=== To be done ===
Show each line from the rows below that contains the string "leaf", copied in full. Case matters when matching.

=== Working data ===
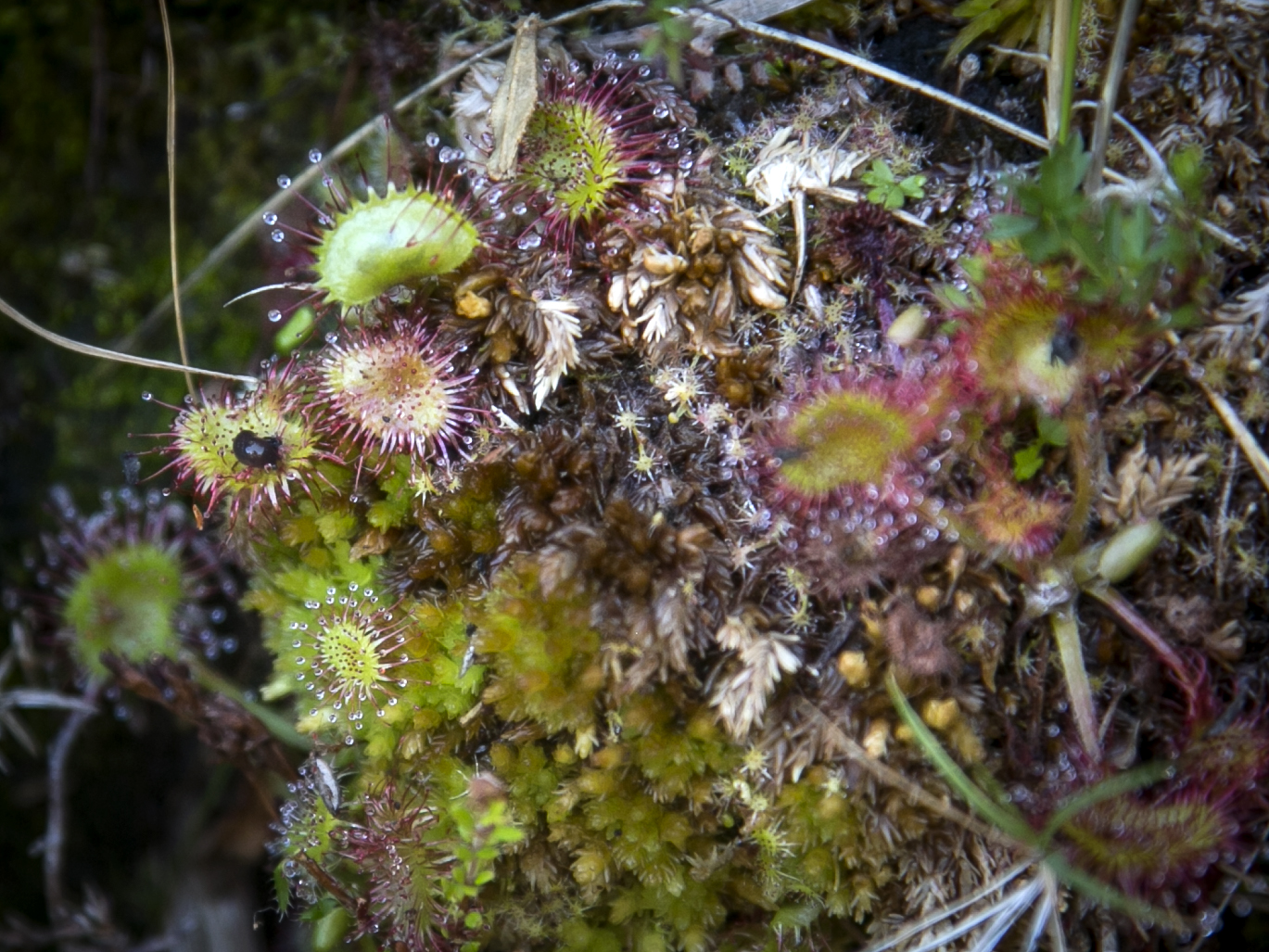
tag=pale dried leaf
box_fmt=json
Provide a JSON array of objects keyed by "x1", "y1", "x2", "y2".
[
  {"x1": 533, "y1": 301, "x2": 581, "y2": 409},
  {"x1": 1101, "y1": 443, "x2": 1207, "y2": 522},
  {"x1": 489, "y1": 14, "x2": 540, "y2": 180}
]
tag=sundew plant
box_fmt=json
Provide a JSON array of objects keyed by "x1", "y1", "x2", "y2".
[{"x1": 0, "y1": 4, "x2": 1269, "y2": 952}]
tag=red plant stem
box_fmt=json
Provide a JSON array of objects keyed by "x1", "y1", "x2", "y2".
[{"x1": 1084, "y1": 585, "x2": 1198, "y2": 698}]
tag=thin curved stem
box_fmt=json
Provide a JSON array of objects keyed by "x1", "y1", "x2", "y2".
[
  {"x1": 116, "y1": 0, "x2": 643, "y2": 350},
  {"x1": 159, "y1": 0, "x2": 198, "y2": 399},
  {"x1": 0, "y1": 297, "x2": 260, "y2": 384},
  {"x1": 44, "y1": 684, "x2": 102, "y2": 927}
]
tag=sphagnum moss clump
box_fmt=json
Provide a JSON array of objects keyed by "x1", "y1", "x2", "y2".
[{"x1": 24, "y1": 30, "x2": 1269, "y2": 952}]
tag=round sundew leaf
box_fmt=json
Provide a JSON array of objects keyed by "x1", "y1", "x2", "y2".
[
  {"x1": 65, "y1": 542, "x2": 183, "y2": 675},
  {"x1": 522, "y1": 102, "x2": 626, "y2": 221},
  {"x1": 313, "y1": 184, "x2": 479, "y2": 307},
  {"x1": 780, "y1": 393, "x2": 916, "y2": 496}
]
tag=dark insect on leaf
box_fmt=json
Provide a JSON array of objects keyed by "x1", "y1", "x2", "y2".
[
  {"x1": 234, "y1": 430, "x2": 282, "y2": 470},
  {"x1": 121, "y1": 453, "x2": 141, "y2": 486},
  {"x1": 1048, "y1": 327, "x2": 1084, "y2": 367}
]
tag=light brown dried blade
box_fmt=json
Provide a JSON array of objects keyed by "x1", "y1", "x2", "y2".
[{"x1": 489, "y1": 14, "x2": 542, "y2": 180}]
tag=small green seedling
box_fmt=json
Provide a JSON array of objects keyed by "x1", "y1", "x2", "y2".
[{"x1": 859, "y1": 159, "x2": 925, "y2": 212}]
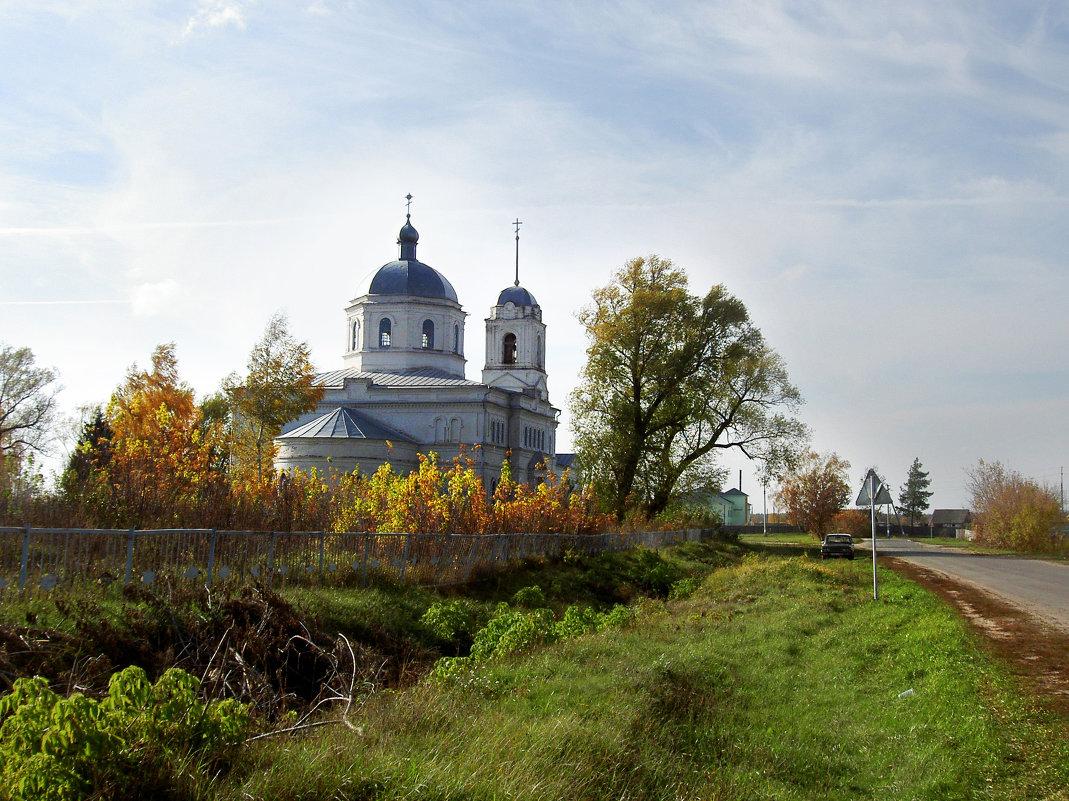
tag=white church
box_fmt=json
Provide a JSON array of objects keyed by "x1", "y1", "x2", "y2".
[{"x1": 275, "y1": 206, "x2": 570, "y2": 491}]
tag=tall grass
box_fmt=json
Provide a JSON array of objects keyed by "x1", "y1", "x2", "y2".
[{"x1": 221, "y1": 546, "x2": 1069, "y2": 800}]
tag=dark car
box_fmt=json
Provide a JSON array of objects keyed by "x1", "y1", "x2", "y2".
[{"x1": 820, "y1": 534, "x2": 854, "y2": 559}]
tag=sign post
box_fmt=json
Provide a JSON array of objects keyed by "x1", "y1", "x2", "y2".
[{"x1": 854, "y1": 468, "x2": 894, "y2": 601}]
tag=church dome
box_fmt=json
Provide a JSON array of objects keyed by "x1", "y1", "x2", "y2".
[
  {"x1": 367, "y1": 259, "x2": 459, "y2": 303},
  {"x1": 361, "y1": 217, "x2": 460, "y2": 303},
  {"x1": 497, "y1": 286, "x2": 538, "y2": 306}
]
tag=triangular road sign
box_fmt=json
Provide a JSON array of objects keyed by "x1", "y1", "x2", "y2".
[{"x1": 854, "y1": 469, "x2": 895, "y2": 506}]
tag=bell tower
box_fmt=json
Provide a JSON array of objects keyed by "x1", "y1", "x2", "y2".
[{"x1": 482, "y1": 219, "x2": 549, "y2": 401}]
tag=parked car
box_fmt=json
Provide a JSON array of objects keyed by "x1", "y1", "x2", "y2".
[{"x1": 820, "y1": 534, "x2": 854, "y2": 559}]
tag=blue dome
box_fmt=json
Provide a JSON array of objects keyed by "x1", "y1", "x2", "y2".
[
  {"x1": 368, "y1": 259, "x2": 460, "y2": 303},
  {"x1": 361, "y1": 216, "x2": 460, "y2": 304},
  {"x1": 497, "y1": 287, "x2": 538, "y2": 306}
]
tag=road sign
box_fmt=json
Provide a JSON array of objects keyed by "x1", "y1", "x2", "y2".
[{"x1": 854, "y1": 469, "x2": 895, "y2": 506}]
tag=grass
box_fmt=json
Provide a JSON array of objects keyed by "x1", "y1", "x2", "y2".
[
  {"x1": 219, "y1": 543, "x2": 1069, "y2": 801},
  {"x1": 739, "y1": 532, "x2": 819, "y2": 546}
]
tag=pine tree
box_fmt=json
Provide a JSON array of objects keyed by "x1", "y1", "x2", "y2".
[{"x1": 898, "y1": 459, "x2": 932, "y2": 528}]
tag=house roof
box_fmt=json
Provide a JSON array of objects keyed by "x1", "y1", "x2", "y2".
[
  {"x1": 932, "y1": 509, "x2": 973, "y2": 526},
  {"x1": 278, "y1": 406, "x2": 415, "y2": 443}
]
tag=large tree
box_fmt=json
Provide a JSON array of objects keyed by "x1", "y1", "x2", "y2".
[
  {"x1": 777, "y1": 453, "x2": 850, "y2": 538},
  {"x1": 0, "y1": 345, "x2": 60, "y2": 459},
  {"x1": 105, "y1": 342, "x2": 221, "y2": 525},
  {"x1": 898, "y1": 458, "x2": 932, "y2": 528},
  {"x1": 227, "y1": 313, "x2": 323, "y2": 483},
  {"x1": 572, "y1": 256, "x2": 807, "y2": 517}
]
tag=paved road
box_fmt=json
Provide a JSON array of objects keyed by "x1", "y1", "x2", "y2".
[{"x1": 859, "y1": 538, "x2": 1069, "y2": 631}]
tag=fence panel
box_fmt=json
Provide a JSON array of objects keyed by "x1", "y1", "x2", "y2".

=== Result of the task ===
tag=pale dried leaf
tag=round sundew leaf
tag=dark insect on leaf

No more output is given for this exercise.